→ Saved entries:
§

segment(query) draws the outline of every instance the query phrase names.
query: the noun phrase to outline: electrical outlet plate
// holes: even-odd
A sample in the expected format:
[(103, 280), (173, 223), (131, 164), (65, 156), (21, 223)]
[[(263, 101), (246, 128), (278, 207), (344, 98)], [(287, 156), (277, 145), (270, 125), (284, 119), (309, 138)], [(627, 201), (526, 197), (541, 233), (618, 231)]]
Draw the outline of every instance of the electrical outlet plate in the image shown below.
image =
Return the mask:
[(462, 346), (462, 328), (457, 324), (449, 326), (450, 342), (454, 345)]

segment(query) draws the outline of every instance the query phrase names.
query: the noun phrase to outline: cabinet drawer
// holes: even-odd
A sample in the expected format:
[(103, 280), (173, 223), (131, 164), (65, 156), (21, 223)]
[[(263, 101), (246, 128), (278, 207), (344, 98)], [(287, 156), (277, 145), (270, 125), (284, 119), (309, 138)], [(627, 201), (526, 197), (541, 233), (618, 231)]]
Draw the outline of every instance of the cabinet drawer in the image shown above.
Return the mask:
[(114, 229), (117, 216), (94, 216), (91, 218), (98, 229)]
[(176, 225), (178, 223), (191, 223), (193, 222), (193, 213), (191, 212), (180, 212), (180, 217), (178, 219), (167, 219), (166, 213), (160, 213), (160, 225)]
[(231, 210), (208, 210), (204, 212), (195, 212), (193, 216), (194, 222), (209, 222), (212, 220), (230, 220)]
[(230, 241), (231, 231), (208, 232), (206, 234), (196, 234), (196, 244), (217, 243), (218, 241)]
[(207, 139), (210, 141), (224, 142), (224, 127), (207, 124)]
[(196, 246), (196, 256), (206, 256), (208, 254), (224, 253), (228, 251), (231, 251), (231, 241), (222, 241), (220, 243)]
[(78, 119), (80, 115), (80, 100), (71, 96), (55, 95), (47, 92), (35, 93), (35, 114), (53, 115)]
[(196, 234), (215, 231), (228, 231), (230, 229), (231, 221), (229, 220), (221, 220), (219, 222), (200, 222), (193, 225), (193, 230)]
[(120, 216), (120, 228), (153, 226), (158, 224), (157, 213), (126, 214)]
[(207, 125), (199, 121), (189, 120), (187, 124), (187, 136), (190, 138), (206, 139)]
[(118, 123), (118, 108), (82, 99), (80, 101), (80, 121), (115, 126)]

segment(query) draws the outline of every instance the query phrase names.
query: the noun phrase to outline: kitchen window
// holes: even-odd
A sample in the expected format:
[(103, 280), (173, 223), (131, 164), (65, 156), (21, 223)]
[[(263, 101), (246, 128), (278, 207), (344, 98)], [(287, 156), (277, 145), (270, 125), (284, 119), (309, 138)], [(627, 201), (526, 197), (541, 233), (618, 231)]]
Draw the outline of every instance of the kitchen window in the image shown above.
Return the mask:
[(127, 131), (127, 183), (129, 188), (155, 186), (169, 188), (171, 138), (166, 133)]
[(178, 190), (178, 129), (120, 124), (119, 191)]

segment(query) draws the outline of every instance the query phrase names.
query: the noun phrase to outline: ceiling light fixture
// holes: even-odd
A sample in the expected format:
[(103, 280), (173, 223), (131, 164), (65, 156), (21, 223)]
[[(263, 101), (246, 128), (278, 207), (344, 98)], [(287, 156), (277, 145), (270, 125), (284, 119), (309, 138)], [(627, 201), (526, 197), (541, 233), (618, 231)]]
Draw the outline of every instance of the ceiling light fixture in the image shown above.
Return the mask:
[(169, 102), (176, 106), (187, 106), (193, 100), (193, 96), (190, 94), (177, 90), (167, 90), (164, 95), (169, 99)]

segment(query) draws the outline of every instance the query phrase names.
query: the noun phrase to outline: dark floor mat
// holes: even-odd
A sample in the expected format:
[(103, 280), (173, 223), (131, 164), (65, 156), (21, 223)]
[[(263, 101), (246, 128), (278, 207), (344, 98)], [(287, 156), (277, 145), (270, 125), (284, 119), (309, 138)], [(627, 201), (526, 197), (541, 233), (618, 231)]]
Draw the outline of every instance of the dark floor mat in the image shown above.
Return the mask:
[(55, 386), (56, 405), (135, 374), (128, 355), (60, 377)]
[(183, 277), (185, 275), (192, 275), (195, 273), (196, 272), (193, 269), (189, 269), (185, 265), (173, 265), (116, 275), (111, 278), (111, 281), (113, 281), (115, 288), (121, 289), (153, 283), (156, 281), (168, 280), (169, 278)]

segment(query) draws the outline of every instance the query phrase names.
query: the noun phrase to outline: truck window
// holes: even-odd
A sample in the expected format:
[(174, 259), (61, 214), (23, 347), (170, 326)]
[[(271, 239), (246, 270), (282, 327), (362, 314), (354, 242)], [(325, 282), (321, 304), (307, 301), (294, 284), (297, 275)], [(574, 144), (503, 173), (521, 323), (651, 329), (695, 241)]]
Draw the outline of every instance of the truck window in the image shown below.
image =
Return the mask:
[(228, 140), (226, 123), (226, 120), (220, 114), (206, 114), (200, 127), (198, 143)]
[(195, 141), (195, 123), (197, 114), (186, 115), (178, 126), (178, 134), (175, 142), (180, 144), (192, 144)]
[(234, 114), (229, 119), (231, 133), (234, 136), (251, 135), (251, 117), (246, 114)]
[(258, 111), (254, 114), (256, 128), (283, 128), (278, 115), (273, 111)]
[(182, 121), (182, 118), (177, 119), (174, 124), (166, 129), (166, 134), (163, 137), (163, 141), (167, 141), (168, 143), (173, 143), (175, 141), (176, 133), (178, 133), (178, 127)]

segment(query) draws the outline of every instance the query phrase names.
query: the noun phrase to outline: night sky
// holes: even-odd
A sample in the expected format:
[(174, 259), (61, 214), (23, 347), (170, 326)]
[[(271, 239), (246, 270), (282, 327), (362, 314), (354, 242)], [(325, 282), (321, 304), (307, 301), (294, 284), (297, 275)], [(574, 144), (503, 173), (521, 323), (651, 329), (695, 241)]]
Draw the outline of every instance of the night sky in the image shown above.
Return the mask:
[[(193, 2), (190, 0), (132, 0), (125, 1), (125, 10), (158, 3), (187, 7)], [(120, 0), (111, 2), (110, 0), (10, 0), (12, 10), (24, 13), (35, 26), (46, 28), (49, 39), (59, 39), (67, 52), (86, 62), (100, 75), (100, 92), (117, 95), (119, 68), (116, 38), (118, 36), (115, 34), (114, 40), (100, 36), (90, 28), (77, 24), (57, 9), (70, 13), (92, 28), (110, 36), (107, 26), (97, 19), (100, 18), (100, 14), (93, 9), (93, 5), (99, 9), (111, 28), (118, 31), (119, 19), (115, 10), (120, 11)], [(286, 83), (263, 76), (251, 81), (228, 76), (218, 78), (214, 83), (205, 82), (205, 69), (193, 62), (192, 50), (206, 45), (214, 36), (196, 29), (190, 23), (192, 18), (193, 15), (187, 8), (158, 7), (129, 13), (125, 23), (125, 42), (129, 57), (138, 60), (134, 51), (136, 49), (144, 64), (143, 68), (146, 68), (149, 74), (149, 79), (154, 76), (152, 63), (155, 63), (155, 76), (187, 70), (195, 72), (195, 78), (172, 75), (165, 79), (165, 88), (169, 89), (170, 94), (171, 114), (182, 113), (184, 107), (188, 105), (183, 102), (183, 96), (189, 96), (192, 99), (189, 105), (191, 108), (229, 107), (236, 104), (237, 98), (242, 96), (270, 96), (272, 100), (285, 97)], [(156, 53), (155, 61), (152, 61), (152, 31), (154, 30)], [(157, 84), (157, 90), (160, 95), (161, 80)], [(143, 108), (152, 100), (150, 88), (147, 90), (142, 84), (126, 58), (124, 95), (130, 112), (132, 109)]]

§

→ PROBLEM TO WORK ON:
Of the lines above, copy each that contains "window".

→ OUTPUT BELOW:
query: the noun phrase to outline: kitchen window
Draw the outline of every instance of the kitchen window in the image shown above.
query: the noun phrase to outline: truck window
Draw the outline of every instance of the truck window in the image shown below.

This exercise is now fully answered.